Task instructions: Return the line that contains "Where can the green" plus every line after it to the end of the entries below, exactly as given, and stop there.

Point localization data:
________________

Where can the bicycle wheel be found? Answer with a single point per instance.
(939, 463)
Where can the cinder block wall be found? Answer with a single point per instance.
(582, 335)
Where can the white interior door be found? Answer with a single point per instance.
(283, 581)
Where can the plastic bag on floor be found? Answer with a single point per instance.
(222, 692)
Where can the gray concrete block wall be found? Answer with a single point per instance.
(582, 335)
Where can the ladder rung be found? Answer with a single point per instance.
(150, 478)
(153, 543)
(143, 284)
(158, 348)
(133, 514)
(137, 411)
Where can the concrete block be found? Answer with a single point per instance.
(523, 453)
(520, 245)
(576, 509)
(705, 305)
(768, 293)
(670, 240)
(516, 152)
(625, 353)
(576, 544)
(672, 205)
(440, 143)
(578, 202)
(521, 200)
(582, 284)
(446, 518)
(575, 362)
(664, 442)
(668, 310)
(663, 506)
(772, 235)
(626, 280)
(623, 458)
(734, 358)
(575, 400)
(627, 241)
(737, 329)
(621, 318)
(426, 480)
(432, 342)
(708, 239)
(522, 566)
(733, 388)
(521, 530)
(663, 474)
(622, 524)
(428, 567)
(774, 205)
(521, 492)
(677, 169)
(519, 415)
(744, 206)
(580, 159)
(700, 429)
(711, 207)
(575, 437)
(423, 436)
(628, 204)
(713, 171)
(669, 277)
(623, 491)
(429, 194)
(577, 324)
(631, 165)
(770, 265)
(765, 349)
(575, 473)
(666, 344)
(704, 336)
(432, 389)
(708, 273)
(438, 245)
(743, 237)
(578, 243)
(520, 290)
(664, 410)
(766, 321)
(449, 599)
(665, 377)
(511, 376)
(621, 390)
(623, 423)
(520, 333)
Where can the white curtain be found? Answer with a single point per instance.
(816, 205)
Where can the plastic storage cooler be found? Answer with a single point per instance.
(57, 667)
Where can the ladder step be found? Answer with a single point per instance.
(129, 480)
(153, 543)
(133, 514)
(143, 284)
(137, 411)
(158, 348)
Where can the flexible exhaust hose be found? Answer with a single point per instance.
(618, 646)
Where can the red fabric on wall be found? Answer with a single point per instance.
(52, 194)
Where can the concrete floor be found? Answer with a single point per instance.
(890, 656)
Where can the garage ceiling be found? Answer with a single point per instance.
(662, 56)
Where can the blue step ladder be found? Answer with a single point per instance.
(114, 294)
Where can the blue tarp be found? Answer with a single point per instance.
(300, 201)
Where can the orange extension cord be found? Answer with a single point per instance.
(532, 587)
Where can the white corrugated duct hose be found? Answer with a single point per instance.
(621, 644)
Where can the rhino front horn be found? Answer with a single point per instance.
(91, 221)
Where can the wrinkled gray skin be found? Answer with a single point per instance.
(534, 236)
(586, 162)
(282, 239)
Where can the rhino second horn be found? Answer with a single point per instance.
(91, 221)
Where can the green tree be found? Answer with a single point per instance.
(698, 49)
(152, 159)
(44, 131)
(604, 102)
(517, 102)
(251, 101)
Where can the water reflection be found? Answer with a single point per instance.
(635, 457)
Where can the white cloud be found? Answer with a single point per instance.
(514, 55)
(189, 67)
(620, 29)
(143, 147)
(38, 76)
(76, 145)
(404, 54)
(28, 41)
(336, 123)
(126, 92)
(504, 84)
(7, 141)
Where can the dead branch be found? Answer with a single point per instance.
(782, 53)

________________

Solution:
Where can the green tree be found? Answer with a single point per instance.
(698, 49)
(152, 159)
(44, 131)
(604, 102)
(517, 102)
(251, 101)
Where can the water reflection be found? Answer with a single point per instance.
(635, 457)
Where can the white cloud be found? Answer with a single point per instance.
(514, 55)
(189, 67)
(620, 29)
(143, 147)
(38, 76)
(76, 145)
(404, 54)
(28, 41)
(336, 123)
(126, 92)
(504, 84)
(7, 141)
Where can the dead branch be found? Answer with a single point per instance.
(782, 53)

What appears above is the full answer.